--- begin ---

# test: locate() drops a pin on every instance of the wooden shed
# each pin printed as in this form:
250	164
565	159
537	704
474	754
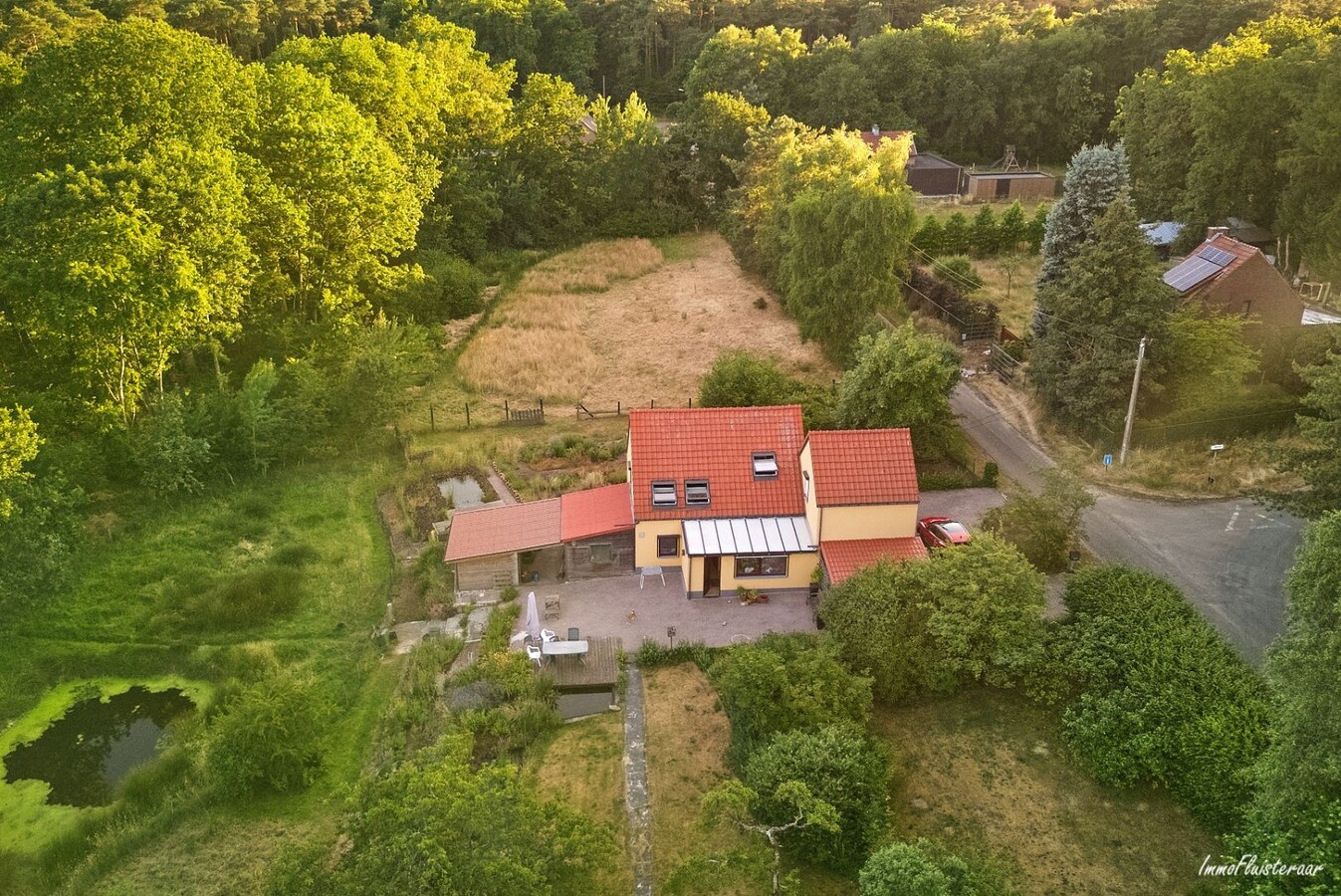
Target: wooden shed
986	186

--- end ---

• _Requirements_: Please copy out all of the data above again with the pictures left out, adding 35 to every coordinate in the answers. Leave the coordinates that only show the printed form unchanged.

• _Exercise answer_:
# test: locate() drops a pin on every instance of the wooden shed
# each pin printed as in this form:
250	164
565	159
537	704
474	754
Target: wooden shed
1021	221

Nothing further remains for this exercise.